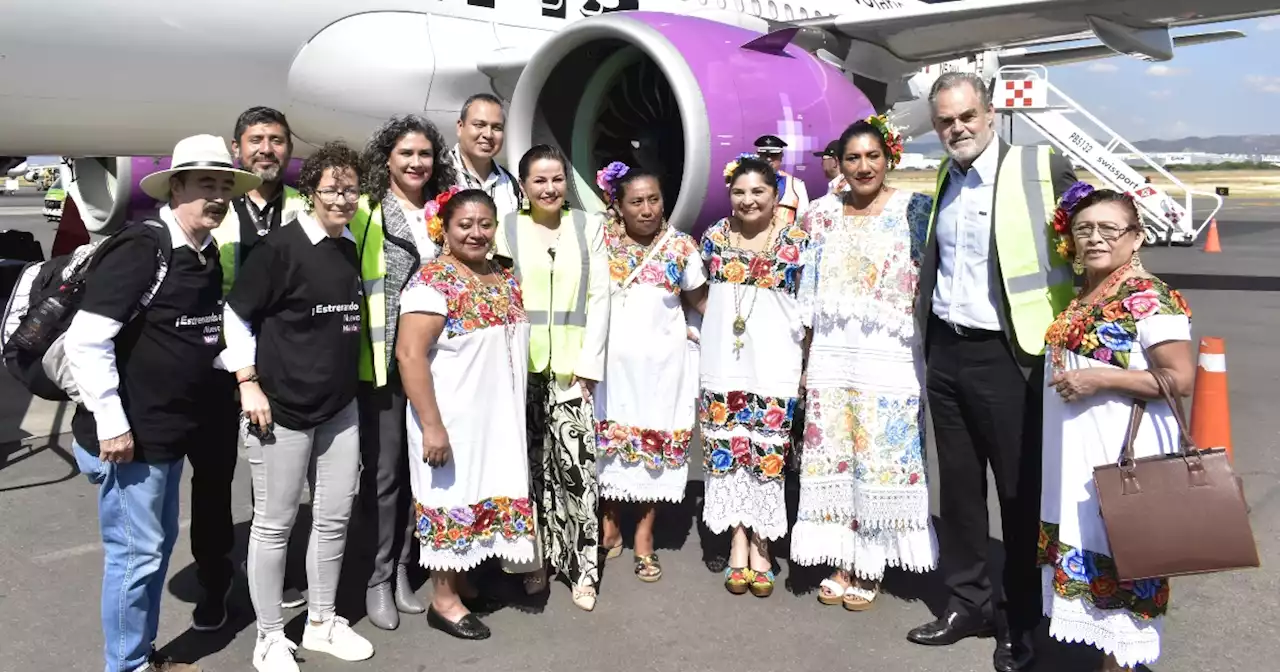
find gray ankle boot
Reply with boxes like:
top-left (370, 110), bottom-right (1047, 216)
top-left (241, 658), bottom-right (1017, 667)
top-left (365, 581), bottom-right (399, 630)
top-left (396, 564), bottom-right (426, 613)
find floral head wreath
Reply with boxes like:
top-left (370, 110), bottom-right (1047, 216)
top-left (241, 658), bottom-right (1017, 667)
top-left (595, 161), bottom-right (631, 205)
top-left (724, 151), bottom-right (759, 184)
top-left (867, 114), bottom-right (902, 169)
top-left (422, 186), bottom-right (462, 246)
top-left (1053, 180), bottom-right (1093, 261)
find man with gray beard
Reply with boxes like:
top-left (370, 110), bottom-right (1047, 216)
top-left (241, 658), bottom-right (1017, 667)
top-left (908, 73), bottom-right (1075, 672)
top-left (191, 108), bottom-right (305, 632)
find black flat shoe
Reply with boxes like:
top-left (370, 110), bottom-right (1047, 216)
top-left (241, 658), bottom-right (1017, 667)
top-left (991, 632), bottom-right (1036, 672)
top-left (906, 612), bottom-right (996, 646)
top-left (426, 604), bottom-right (489, 639)
top-left (462, 591), bottom-right (504, 613)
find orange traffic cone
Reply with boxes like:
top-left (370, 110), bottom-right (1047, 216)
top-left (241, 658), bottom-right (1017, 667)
top-left (1204, 219), bottom-right (1222, 252)
top-left (1192, 337), bottom-right (1231, 458)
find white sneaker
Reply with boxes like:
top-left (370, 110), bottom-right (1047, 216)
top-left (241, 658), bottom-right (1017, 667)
top-left (302, 616), bottom-right (374, 662)
top-left (253, 631), bottom-right (298, 672)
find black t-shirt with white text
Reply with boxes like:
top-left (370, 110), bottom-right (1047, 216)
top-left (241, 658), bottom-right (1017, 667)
top-left (72, 224), bottom-right (236, 462)
top-left (227, 221), bottom-right (361, 430)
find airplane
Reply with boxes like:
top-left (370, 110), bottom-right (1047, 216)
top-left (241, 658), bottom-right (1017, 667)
top-left (0, 0), bottom-right (1280, 238)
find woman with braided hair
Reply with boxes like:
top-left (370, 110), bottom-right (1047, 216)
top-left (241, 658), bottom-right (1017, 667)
top-left (791, 116), bottom-right (937, 611)
top-left (595, 161), bottom-right (707, 582)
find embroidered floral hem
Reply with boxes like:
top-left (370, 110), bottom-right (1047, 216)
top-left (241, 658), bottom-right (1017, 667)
top-left (1036, 522), bottom-right (1169, 621)
top-left (698, 389), bottom-right (796, 438)
top-left (413, 497), bottom-right (535, 553)
top-left (703, 436), bottom-right (787, 481)
top-left (595, 420), bottom-right (694, 470)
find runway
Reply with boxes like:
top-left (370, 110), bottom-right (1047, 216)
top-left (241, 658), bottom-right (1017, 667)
top-left (0, 189), bottom-right (1280, 672)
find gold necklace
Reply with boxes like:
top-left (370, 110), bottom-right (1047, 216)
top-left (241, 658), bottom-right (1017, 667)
top-left (730, 218), bottom-right (778, 355)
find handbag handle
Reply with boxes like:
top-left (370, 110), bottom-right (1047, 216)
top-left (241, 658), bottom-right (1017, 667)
top-left (1119, 369), bottom-right (1201, 470)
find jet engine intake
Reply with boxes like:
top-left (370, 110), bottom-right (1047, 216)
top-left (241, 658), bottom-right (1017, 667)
top-left (507, 12), bottom-right (873, 234)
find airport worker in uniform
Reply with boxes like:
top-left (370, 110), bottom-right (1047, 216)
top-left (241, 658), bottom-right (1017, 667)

» **Written problem**: Please transcribe all of the records above line for line, leaving out the pictures.

» **Answer to this problem**:
find gray ankle boot
Reply with boxes like:
top-left (370, 110), bottom-right (1047, 216)
top-left (241, 658), bottom-right (1017, 667)
top-left (365, 581), bottom-right (399, 630)
top-left (396, 564), bottom-right (426, 613)
find floral head wreath
Reply with boxes like:
top-left (370, 110), bottom-right (1047, 216)
top-left (241, 658), bottom-right (1017, 667)
top-left (595, 161), bottom-right (631, 205)
top-left (724, 151), bottom-right (759, 184)
top-left (867, 114), bottom-right (902, 169)
top-left (422, 186), bottom-right (462, 246)
top-left (1053, 180), bottom-right (1093, 261)
find man with gray beard
Reply with boxes like:
top-left (370, 110), bottom-right (1047, 216)
top-left (241, 658), bottom-right (1017, 667)
top-left (908, 73), bottom-right (1075, 672)
top-left (191, 108), bottom-right (305, 632)
find black flat shoe
Reply with boxes like:
top-left (370, 110), bottom-right (1047, 216)
top-left (241, 658), bottom-right (1017, 667)
top-left (991, 632), bottom-right (1036, 672)
top-left (906, 612), bottom-right (996, 646)
top-left (426, 604), bottom-right (489, 639)
top-left (462, 591), bottom-right (504, 613)
find orange traffic cone
Reply with boxes like:
top-left (370, 110), bottom-right (1047, 216)
top-left (241, 658), bottom-right (1017, 667)
top-left (1204, 219), bottom-right (1222, 252)
top-left (1192, 337), bottom-right (1231, 458)
find white sneaker
Reply with boxes like:
top-left (370, 110), bottom-right (1047, 216)
top-left (241, 658), bottom-right (1017, 667)
top-left (302, 616), bottom-right (374, 662)
top-left (253, 631), bottom-right (298, 672)
find black t-shirt with white text
Reply with boxes like:
top-left (370, 110), bottom-right (1047, 216)
top-left (241, 658), bottom-right (1017, 667)
top-left (72, 224), bottom-right (236, 462)
top-left (227, 221), bottom-right (361, 430)
find airplane
Reply with boxes like:
top-left (370, 110), bottom-right (1047, 216)
top-left (241, 658), bottom-right (1017, 667)
top-left (0, 0), bottom-right (1280, 238)
find woman with braided hair
Reply with boxes like:
top-left (370, 110), bottom-right (1047, 216)
top-left (241, 658), bottom-right (1017, 667)
top-left (791, 116), bottom-right (937, 611)
top-left (595, 161), bottom-right (707, 582)
find embroidered floral hem
Reply with boxes like:
top-left (370, 110), bottom-right (1047, 216)
top-left (241, 658), bottom-right (1017, 667)
top-left (1036, 522), bottom-right (1169, 621)
top-left (698, 389), bottom-right (796, 438)
top-left (413, 497), bottom-right (535, 553)
top-left (703, 436), bottom-right (787, 481)
top-left (595, 420), bottom-right (694, 470)
find runway
Reply with boxes like:
top-left (370, 110), bottom-right (1047, 216)
top-left (241, 658), bottom-right (1017, 667)
top-left (0, 189), bottom-right (1280, 672)
find gold necklace
Reply with boxes like:
top-left (370, 110), bottom-right (1047, 216)
top-left (241, 658), bottom-right (1017, 667)
top-left (730, 218), bottom-right (778, 355)
find handbag handle
Reply with boxes like:
top-left (370, 110), bottom-right (1047, 216)
top-left (241, 658), bottom-right (1017, 667)
top-left (1119, 369), bottom-right (1201, 470)
find jet engine intake
Reply with boxes like:
top-left (370, 110), bottom-right (1047, 216)
top-left (241, 658), bottom-right (1017, 667)
top-left (507, 12), bottom-right (873, 234)
find airport worker in uniform
Reply with boxes like:
top-left (370, 110), bottom-right (1047, 216)
top-left (241, 658), bottom-right (1017, 667)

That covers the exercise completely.